There are a number of key takeaways from this model. First, my model predicts that the biggest toss-up states will be Florida, Iowa, Nevada, and Pennsylvania. Michigan and Ohio are the only states which fall into my “lean” category, with Michigan being predicted to “lean Biden” and Ohio predicted to “lean Trump.” Secondly, there are a few outcomes which might be surprising based on comparisons to other prominent predictive models like FiveThirtyEight and the Economist. Notably, my model does not predict Arizona, Georgia, North Carolina, Texas, or Wisconsin being toss-up or even lean states. Instead, Arizona, Georgia, North Carolina, and Texas are all categorized as “likely Trump” states, while Wisconsin is predicted to be “likely Biden.”
The bar below aggregates the predicted Electoral College vote shares for each of the candidates based on the win margin categories for states.
My model predicts 253 electoral votes going to Biden and 224 electoral votes going to Trump, with 61 electors up for grabs in toss-up states. But as I discussed earlier with my national popular vote model, we must keep in mind that these results are not the only possibilities for the election’s outcome. To better visualize the inherent uncertainty of the model, I again ran 10,000 simulations of my state-level model to predict the expected Electoral College vote share for Biden and Trump. The predictive interval for the model is shown in the graphic below.
The key takeaway from this graphic is that Biden is clearly favored to win the Electoral College. Biden’s expected Electoral College vote share centers somewhere around the 290 mark, while Trump’s Electoral Vote appears to center near 250. However, the simulations also indicate that a stronger Biden victory where Biden accumulates over 300 electoral votes is very possible. The model foresees almost no situations where Biden gains well over 325 electoral votes.

☆ ☆ ☆ ☆ ☆

◆ What needs to be done
Answer these from the election forecast text:
(a) Which state does the model predict will "lean Trump"?
(b) How many electors are left up for grabs in toss-up states?
(c) Near what number does Trump's expected Electoral College vote share center in the simulations?

☆ ☆ ☆ ☆ ☆

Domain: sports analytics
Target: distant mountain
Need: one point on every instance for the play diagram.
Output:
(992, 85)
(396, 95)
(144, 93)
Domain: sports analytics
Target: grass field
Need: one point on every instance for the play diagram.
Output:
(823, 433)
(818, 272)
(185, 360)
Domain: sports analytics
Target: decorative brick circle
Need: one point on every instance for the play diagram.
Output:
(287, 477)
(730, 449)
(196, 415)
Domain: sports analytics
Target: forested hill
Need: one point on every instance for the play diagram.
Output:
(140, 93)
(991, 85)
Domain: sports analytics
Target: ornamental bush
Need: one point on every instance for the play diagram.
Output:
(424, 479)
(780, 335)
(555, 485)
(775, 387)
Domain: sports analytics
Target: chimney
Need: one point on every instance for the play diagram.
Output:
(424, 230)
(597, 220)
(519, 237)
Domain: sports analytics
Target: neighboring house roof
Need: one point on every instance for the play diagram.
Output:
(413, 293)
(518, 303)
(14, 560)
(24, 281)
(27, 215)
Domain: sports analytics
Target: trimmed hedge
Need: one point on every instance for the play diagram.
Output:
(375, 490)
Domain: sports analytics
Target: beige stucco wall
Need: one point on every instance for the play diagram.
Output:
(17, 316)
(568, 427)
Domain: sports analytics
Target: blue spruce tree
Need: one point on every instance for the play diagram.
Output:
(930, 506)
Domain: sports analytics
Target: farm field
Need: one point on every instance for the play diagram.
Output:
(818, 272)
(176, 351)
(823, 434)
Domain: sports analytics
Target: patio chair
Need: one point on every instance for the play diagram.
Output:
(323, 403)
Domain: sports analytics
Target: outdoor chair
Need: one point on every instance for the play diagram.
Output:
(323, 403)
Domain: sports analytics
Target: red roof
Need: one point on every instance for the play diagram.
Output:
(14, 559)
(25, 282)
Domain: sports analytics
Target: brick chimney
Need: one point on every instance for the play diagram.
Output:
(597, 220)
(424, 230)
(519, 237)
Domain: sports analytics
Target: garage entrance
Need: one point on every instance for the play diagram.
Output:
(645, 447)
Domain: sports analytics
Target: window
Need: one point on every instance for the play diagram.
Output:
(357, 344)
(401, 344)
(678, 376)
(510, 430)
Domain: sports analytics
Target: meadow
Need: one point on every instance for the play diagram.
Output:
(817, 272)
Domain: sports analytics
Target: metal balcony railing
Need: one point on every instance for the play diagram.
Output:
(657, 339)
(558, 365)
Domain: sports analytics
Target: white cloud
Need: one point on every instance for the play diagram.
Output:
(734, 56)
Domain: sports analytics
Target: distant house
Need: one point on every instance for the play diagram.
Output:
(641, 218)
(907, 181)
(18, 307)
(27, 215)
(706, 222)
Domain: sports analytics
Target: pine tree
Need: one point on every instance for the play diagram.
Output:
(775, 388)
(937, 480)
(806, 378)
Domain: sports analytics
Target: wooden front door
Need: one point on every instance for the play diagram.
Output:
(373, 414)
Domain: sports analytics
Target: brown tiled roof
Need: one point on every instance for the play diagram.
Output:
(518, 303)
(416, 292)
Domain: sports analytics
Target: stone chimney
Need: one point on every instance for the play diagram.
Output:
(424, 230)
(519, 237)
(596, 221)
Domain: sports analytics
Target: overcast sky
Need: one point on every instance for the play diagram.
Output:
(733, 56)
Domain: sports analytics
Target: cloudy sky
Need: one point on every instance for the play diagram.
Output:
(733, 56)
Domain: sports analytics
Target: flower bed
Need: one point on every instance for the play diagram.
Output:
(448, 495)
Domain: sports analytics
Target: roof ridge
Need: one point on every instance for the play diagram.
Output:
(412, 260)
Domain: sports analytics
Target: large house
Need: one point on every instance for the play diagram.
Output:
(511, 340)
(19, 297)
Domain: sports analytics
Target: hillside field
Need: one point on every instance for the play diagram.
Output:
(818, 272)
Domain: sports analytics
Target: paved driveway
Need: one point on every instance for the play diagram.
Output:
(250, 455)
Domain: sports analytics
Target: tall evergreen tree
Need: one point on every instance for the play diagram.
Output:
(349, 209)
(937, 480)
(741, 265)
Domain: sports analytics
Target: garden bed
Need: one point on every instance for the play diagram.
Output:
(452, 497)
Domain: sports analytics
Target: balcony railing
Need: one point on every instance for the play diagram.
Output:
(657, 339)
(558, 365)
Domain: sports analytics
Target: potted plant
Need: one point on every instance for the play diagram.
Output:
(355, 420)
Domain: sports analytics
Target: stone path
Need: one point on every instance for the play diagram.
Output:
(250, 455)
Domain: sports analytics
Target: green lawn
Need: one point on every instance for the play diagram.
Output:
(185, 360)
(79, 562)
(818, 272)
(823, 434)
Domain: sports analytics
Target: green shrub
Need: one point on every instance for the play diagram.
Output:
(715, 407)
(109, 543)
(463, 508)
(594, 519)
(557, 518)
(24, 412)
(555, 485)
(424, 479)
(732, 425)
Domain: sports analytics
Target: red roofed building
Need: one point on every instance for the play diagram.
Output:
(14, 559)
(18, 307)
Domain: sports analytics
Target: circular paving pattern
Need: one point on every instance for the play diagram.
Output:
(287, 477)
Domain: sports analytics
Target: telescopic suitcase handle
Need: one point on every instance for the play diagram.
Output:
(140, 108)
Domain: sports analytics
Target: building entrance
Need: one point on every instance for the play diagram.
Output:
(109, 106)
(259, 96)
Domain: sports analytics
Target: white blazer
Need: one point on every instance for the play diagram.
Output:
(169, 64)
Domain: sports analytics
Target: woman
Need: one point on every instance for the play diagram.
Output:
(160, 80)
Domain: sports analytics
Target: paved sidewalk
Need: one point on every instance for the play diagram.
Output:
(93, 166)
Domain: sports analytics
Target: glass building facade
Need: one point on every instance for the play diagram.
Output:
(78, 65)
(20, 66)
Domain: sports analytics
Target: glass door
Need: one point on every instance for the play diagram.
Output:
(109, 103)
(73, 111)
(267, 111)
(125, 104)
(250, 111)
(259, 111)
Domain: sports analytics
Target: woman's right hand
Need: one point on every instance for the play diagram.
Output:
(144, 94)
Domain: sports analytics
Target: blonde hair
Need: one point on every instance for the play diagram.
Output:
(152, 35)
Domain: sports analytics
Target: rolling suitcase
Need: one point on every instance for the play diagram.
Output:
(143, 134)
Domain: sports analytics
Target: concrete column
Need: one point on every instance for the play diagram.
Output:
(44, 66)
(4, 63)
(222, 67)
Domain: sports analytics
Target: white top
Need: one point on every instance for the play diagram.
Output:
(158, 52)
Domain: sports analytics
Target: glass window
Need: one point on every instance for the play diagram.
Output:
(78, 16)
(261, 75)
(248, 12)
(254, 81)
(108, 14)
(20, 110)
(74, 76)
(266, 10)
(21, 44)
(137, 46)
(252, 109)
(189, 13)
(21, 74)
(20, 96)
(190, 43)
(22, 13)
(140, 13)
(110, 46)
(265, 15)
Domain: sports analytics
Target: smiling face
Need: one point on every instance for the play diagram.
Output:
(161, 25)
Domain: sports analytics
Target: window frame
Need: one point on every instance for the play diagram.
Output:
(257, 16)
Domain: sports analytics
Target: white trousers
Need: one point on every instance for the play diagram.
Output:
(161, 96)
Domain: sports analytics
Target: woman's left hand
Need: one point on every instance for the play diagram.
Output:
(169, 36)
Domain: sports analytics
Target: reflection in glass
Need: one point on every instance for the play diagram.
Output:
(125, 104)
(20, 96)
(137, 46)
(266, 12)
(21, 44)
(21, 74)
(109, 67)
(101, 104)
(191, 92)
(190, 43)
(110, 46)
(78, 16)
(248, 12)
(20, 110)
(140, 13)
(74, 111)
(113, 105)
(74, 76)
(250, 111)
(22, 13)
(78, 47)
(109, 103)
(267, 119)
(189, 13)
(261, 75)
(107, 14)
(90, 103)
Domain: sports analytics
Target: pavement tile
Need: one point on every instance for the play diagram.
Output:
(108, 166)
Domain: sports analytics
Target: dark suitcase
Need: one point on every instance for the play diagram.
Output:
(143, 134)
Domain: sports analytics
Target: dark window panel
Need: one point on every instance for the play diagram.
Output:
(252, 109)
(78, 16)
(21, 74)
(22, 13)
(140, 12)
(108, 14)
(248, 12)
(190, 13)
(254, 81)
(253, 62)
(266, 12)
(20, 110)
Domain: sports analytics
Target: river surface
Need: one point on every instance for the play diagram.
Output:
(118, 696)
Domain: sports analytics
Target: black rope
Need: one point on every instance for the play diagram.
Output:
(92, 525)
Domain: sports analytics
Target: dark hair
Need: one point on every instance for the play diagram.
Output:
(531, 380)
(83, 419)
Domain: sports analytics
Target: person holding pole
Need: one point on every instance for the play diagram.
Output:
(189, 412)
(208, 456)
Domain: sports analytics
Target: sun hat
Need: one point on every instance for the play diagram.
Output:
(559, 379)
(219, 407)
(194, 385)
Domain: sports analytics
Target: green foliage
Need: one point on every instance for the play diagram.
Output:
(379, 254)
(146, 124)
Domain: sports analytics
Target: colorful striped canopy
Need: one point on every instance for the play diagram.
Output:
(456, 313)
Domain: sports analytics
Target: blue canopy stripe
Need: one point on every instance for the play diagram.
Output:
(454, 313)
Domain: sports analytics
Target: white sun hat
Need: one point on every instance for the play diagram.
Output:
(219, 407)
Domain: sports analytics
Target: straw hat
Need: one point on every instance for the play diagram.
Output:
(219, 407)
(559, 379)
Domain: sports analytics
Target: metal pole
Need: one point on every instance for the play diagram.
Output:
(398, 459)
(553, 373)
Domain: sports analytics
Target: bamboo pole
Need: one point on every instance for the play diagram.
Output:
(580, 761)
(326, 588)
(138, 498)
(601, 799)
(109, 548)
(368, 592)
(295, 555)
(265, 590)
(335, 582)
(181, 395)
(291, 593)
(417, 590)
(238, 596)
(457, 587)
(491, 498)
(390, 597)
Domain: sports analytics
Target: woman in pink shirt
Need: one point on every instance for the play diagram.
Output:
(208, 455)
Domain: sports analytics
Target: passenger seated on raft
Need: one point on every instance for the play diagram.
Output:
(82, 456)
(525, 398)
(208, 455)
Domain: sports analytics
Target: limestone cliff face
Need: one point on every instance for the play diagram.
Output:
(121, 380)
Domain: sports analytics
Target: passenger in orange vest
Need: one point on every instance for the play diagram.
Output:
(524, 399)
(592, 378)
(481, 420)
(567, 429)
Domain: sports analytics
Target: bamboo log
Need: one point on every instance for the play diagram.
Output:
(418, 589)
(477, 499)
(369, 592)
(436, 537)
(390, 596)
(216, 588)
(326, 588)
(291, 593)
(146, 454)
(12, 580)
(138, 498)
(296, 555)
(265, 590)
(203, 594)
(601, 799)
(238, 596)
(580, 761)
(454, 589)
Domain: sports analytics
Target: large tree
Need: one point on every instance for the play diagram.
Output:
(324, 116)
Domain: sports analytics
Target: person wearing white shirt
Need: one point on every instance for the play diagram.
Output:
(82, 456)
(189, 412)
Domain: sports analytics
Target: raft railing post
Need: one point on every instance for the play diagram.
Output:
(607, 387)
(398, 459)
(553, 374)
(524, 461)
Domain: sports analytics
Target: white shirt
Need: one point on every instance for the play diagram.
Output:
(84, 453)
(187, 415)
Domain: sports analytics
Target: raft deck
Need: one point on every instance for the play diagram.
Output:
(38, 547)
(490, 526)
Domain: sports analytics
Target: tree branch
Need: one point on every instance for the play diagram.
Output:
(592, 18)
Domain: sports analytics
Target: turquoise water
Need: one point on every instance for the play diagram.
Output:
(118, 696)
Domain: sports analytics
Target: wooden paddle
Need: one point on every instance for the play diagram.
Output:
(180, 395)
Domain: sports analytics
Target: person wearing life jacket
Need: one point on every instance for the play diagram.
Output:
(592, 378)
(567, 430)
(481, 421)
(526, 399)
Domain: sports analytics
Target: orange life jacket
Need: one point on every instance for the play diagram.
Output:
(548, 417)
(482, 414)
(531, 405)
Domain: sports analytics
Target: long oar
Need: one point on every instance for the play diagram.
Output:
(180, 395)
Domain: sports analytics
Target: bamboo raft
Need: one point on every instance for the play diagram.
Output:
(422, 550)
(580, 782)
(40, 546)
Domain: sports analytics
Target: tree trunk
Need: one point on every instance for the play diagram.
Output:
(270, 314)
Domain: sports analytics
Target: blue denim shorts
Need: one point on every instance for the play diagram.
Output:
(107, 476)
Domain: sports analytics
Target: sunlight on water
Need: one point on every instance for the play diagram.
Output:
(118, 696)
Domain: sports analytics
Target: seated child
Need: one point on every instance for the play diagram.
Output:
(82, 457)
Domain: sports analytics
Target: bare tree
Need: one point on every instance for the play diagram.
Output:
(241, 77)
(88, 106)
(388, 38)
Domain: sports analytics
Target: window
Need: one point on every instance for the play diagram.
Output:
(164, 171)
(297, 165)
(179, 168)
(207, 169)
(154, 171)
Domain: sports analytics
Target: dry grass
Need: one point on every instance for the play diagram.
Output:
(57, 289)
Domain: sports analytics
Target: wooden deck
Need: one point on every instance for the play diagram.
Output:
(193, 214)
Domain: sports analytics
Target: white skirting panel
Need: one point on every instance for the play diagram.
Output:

☆ ☆ ☆ ☆ ☆

◆ Solution
(a) Ohio
(b) 61
(c) 250